_WHAT YOU WILL DO_
In the lines from the one with "Could you point at the window" up to and including the one with "<point>339,220</point>", substitute "image" for "photo" and write those lines out again with nothing else changed. Leave the pictures out.

_DATASET CONTENT_
* * *
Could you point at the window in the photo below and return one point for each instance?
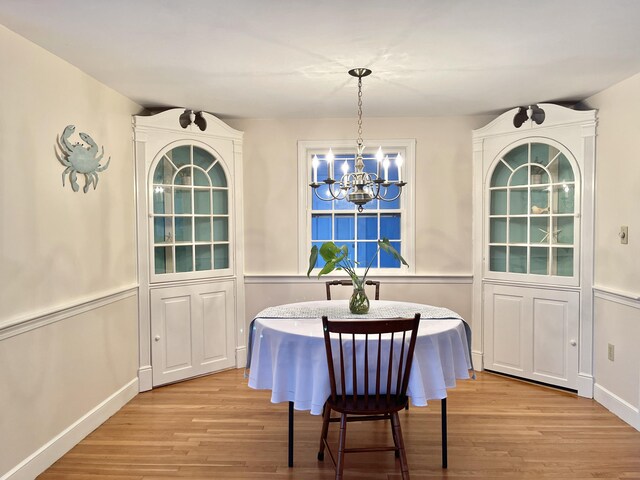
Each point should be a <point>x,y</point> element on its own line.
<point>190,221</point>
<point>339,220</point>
* * *
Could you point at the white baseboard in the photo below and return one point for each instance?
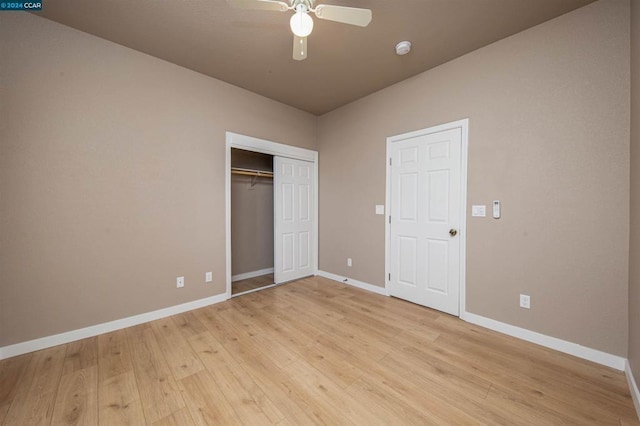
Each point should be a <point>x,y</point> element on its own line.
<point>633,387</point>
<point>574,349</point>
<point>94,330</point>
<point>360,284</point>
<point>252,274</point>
* * *
_CORRECT ANSWER_
Could you point at the window in the image below and return one point for each instance?
Each point should be a <point>x,y</point> element on its own line.
<point>190,221</point>
<point>339,220</point>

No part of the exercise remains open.